Location annotation dataset excerpts
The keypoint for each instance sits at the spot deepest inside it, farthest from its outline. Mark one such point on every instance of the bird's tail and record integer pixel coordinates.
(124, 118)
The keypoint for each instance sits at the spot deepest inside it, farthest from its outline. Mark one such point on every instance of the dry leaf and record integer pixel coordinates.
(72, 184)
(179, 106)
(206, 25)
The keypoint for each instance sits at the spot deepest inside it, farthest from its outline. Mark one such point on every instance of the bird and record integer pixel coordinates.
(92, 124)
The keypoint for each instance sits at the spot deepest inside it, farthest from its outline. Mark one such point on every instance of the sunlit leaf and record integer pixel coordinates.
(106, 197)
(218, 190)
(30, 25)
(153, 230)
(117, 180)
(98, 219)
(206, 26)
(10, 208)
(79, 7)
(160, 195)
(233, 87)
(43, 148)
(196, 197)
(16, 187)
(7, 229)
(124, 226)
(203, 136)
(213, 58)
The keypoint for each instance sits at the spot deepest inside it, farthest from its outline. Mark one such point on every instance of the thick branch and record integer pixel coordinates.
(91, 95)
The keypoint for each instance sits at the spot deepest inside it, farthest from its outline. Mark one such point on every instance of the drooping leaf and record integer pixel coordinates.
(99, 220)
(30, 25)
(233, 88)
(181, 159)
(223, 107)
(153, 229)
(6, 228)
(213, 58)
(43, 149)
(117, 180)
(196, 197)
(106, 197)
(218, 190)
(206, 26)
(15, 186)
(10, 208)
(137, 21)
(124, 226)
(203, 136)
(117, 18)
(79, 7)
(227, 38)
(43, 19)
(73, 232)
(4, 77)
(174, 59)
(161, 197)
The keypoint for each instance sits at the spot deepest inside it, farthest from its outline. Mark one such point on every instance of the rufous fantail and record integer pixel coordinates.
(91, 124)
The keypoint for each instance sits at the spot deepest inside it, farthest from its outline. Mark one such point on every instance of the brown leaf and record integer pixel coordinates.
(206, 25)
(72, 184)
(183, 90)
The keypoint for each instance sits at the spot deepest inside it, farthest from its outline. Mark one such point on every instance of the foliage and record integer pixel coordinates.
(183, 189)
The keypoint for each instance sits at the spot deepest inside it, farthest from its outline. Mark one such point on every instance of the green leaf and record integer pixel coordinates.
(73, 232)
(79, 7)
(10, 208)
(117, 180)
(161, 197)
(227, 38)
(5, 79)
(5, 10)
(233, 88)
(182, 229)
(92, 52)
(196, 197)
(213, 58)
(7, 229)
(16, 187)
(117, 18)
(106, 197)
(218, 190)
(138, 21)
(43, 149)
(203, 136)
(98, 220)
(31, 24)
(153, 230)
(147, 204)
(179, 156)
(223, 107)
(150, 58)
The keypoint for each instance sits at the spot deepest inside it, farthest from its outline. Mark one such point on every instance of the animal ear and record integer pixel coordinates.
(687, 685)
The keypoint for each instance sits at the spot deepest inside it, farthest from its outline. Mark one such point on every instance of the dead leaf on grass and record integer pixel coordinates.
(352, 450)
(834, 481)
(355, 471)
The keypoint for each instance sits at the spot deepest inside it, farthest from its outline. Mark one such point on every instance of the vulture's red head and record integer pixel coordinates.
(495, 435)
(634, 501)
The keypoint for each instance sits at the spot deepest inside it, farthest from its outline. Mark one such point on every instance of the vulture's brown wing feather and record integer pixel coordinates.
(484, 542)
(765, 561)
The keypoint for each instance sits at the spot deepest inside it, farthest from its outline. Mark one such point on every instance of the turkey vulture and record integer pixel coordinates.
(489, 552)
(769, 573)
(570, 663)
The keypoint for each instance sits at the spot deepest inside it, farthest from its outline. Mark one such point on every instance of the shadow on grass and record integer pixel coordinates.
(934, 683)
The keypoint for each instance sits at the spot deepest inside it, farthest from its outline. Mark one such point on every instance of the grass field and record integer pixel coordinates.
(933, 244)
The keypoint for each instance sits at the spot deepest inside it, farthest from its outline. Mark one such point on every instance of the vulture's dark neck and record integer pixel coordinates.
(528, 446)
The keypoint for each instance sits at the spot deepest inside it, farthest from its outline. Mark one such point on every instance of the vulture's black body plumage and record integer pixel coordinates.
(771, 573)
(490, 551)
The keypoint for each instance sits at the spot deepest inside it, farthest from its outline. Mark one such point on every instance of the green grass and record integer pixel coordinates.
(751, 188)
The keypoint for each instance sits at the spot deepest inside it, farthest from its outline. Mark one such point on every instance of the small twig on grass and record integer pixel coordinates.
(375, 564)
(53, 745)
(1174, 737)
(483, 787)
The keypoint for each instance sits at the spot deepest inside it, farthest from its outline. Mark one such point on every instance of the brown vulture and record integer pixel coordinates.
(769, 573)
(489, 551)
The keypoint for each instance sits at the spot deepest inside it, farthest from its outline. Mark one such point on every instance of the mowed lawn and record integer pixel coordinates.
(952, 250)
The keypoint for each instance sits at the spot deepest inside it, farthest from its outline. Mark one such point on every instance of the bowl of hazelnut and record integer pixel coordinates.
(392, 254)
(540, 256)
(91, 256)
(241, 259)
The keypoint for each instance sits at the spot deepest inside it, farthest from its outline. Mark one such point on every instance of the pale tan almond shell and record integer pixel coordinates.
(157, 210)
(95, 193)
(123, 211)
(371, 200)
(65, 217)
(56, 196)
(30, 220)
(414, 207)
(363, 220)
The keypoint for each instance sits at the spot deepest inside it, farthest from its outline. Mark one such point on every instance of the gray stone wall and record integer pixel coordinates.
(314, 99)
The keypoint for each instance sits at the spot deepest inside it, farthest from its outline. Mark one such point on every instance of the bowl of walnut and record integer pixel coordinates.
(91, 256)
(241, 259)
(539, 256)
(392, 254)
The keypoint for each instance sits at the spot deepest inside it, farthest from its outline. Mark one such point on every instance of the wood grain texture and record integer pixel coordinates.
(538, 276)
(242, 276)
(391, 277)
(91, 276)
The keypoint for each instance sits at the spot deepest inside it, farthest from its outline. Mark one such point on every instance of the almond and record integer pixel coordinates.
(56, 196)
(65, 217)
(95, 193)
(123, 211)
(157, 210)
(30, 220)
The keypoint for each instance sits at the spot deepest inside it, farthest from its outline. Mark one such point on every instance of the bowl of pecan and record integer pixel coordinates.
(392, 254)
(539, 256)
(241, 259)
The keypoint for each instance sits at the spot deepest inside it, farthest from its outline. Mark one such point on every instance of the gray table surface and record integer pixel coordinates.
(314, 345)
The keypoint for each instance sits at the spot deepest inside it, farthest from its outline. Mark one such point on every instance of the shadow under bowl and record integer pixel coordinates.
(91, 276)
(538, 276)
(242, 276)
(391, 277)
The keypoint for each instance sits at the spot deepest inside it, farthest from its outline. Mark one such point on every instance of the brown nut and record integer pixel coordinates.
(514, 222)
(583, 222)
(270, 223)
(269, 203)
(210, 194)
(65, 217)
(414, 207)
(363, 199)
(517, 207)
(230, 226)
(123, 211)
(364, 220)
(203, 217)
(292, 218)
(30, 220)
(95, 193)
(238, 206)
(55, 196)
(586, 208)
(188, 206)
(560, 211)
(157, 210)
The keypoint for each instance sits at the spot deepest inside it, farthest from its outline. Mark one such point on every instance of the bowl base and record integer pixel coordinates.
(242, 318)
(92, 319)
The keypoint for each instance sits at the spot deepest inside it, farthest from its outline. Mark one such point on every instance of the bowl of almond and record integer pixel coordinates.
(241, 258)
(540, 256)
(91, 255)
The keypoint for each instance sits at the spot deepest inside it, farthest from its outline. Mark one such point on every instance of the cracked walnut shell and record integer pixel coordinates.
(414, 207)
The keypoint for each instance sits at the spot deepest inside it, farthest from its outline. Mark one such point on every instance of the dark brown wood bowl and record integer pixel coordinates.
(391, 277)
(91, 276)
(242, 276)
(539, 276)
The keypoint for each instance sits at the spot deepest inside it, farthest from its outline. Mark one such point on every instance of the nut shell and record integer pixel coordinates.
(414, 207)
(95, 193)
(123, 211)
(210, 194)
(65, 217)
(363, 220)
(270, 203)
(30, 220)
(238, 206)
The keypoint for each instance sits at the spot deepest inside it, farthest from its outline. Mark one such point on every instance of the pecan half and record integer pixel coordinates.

Required task :: Reproduce exactly the lines from the one with "under bowl and record integer pixel coordinates." through the end of the entries above, both ends included.

Correct response ::
The keypoint for each instance sits at the spot deepest inside it, farthest from its outline. Mark one such point on every instance of the shadow under bowl and record integer pixel coordinates.
(91, 276)
(538, 276)
(242, 276)
(391, 277)
The keypoint for each instance sits at the spot deepest inside it, farthest from its outline. Mark one such point on every instance of the brown nut and record integer pixel coordinates.
(514, 222)
(583, 222)
(270, 223)
(269, 203)
(210, 194)
(65, 217)
(414, 207)
(363, 199)
(517, 207)
(230, 226)
(123, 211)
(364, 220)
(203, 217)
(292, 218)
(30, 220)
(95, 193)
(238, 206)
(55, 196)
(586, 208)
(188, 206)
(560, 211)
(157, 210)
The keypoint for each instance sits at the spot deepest inside it, farthest from its outline. Mark one such point on every instance of the bowl base and record integer pixel coordinates.
(242, 318)
(92, 319)
The keypoint for each instance sits at the spot deepest inside it, farthest from its outline. Mark one such point on every instance of the bowl of almond and record integer pixel coordinates.
(241, 258)
(540, 256)
(91, 255)
The keypoint for each instance sits at the spot deepest inside it, farthest from its outline. Mark one such point on every instance of the cracked walnut shell and record integer pixel coordinates.
(414, 207)
The keypoint for each instance sits at the spot deepest inside it, farthest from its outline. Mark one such point on every instance of the dark brown wood bowl and record integer pixel coordinates.
(391, 277)
(91, 276)
(242, 276)
(539, 276)
The keypoint for each instance sits at the spot deepest inside it, farthest from its outline. Mark one such point on every instance of the nut shell and record integer pixel coordinates.
(414, 207)
(95, 193)
(123, 211)
(210, 194)
(65, 217)
(363, 220)
(270, 203)
(30, 220)
(238, 206)
The keypoint for each instance sits at the spot deepest inside it, farthest from its outline. Mark one such point on every instance of the pecan half and record integer pixel coordinates.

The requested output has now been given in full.